The input:
::::::
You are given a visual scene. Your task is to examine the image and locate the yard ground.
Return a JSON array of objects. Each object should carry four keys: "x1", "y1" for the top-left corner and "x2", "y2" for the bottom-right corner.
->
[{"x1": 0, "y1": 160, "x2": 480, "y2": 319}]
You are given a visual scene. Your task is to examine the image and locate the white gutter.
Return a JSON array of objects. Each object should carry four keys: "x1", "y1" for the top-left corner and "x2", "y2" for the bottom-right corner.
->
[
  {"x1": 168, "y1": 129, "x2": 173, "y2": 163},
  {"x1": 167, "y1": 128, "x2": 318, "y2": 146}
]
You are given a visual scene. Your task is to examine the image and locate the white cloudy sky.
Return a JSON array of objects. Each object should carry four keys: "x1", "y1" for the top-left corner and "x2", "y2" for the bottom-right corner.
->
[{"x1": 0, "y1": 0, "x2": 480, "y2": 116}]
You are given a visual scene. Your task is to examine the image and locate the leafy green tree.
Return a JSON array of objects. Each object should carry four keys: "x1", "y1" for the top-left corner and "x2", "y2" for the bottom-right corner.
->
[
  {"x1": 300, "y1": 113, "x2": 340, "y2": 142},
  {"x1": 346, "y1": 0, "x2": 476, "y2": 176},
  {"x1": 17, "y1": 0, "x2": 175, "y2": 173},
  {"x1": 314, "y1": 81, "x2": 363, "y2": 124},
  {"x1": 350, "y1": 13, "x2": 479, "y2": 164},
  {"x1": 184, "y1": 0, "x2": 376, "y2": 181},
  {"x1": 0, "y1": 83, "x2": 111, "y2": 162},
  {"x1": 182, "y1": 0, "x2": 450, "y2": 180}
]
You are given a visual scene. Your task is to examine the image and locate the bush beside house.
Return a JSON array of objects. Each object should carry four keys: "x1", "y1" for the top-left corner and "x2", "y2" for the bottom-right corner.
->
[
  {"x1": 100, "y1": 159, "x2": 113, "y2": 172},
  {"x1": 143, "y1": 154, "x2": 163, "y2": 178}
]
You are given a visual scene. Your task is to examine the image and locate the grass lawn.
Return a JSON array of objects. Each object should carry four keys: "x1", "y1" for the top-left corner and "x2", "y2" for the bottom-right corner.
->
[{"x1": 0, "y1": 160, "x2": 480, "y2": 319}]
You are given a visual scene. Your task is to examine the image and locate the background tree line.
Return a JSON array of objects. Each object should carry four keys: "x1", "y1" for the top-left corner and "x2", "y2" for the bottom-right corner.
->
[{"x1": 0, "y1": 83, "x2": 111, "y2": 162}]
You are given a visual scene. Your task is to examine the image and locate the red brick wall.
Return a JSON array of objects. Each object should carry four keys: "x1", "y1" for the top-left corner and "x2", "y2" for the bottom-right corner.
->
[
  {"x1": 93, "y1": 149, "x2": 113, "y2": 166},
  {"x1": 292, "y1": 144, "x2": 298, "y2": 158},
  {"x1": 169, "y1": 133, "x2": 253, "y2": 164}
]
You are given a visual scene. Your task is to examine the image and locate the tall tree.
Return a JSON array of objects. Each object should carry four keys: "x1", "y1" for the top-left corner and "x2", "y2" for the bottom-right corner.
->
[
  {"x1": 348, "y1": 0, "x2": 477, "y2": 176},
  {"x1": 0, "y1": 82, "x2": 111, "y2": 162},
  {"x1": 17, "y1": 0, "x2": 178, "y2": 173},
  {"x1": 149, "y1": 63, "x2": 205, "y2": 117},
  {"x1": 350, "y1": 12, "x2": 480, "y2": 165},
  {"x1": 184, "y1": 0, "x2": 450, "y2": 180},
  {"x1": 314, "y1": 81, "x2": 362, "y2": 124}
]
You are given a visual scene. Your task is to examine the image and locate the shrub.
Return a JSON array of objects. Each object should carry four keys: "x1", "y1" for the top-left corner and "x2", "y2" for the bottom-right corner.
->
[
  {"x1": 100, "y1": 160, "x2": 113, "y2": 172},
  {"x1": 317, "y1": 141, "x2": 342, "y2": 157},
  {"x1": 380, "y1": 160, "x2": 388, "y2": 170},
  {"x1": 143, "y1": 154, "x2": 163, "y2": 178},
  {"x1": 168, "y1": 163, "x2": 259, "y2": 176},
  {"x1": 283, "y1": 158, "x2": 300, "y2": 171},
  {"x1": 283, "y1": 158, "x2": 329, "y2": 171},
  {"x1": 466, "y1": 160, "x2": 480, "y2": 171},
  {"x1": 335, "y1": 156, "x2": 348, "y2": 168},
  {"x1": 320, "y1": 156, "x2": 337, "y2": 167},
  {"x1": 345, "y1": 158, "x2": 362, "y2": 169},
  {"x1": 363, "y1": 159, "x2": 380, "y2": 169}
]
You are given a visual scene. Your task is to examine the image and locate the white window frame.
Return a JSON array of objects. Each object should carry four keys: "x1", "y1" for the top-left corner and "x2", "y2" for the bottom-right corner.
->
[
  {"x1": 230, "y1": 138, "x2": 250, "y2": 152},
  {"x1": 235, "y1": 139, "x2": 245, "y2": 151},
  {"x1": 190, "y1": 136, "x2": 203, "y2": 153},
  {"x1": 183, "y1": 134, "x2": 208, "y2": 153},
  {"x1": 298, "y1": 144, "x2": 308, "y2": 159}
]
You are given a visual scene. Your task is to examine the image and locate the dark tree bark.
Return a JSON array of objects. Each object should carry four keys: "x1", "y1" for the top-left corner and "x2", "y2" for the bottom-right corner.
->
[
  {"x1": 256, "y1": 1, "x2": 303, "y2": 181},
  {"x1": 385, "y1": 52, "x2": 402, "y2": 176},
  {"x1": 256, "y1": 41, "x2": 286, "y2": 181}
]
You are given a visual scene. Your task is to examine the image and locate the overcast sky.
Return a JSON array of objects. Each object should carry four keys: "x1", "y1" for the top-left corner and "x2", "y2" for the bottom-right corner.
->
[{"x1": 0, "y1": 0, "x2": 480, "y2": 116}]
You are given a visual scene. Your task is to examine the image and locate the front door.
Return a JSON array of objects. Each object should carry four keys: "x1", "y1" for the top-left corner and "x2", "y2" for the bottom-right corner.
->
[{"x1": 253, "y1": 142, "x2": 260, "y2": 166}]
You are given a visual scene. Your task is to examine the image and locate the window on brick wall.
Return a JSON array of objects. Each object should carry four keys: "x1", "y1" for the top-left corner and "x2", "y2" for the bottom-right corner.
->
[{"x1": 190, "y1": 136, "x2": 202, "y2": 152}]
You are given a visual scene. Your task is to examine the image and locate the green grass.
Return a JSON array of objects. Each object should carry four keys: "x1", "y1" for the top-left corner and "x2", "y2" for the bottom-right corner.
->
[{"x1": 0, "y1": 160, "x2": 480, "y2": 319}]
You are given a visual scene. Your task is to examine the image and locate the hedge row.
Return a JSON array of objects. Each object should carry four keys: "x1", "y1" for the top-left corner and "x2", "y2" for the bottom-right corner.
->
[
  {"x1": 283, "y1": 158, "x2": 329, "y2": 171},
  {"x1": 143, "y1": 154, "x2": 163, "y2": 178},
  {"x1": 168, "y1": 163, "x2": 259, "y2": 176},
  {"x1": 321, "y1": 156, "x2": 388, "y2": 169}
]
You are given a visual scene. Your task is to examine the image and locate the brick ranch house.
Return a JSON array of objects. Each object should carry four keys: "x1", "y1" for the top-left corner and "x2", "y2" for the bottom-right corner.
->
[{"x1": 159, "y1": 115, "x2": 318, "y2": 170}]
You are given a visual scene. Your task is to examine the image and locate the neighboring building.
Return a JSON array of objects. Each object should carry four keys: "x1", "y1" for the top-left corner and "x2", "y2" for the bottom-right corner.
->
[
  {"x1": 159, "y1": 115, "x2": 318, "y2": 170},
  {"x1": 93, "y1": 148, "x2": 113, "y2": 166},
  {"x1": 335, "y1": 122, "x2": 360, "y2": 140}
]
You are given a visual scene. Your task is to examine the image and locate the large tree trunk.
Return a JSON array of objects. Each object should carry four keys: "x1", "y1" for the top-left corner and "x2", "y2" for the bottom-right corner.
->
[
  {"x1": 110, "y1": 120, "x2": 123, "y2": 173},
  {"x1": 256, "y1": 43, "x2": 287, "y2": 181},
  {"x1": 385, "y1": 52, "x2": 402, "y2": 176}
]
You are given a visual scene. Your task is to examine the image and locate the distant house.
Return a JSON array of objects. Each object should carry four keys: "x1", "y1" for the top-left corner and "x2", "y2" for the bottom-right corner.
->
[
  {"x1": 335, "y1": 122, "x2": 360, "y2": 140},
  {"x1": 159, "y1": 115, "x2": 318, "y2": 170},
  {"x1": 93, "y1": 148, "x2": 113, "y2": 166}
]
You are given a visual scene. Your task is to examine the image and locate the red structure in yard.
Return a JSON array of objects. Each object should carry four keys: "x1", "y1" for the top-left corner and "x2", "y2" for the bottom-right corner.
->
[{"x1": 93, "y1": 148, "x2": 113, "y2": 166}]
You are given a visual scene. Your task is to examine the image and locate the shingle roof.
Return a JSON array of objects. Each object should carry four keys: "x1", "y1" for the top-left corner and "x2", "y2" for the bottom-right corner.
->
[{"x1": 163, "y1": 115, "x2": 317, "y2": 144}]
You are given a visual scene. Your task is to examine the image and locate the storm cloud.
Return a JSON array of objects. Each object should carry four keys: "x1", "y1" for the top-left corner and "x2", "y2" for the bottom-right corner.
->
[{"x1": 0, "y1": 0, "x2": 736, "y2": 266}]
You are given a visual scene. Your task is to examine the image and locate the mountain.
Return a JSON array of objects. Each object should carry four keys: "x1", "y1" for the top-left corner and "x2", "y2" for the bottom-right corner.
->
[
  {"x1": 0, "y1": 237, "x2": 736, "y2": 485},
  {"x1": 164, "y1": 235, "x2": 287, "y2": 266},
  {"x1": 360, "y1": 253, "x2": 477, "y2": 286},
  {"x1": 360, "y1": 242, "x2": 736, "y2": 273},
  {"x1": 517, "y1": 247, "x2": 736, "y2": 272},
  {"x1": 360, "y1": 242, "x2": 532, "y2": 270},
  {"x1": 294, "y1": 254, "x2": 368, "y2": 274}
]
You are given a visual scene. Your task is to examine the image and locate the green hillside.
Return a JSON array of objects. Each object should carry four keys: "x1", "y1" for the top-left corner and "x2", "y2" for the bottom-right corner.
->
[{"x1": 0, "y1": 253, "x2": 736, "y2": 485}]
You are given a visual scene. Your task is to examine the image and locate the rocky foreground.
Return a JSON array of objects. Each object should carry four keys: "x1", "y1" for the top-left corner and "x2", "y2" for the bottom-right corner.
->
::::::
Written task: Please count the lines in the items above that contain the word "house" and reply with only that number.

Task solution: 3